Data to process —

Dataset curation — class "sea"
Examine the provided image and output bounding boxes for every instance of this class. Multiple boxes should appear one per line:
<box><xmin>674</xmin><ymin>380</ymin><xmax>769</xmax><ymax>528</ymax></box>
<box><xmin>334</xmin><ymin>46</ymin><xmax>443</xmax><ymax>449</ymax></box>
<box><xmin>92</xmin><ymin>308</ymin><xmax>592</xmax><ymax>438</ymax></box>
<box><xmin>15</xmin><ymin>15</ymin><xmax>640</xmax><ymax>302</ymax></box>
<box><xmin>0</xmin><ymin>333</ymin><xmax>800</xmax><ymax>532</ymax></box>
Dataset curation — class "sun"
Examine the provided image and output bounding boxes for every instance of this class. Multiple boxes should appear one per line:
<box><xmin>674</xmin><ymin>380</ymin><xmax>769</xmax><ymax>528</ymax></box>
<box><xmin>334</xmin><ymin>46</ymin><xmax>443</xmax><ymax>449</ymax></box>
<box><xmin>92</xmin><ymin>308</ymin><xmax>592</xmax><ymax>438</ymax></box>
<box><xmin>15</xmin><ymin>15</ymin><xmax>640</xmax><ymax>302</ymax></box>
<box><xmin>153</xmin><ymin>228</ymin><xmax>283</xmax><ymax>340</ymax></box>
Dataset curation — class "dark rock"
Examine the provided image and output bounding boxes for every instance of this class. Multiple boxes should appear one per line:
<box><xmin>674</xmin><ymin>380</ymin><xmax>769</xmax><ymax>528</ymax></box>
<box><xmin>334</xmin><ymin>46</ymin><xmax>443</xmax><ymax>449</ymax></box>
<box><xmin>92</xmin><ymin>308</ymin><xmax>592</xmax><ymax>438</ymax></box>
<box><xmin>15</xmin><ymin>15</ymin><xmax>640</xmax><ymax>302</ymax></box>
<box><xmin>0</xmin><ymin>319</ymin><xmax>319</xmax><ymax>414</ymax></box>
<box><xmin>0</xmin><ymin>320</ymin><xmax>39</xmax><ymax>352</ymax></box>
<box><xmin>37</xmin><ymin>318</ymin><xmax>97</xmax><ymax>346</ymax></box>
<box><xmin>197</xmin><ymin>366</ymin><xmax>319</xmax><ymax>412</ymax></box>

Stated exercise —
Pull out each line of the data above that contains the string "Dataset".

Response below —
Dataset curation — class "sea"
Dataset curation — class "sun"
Dataset curation — class "dark rock"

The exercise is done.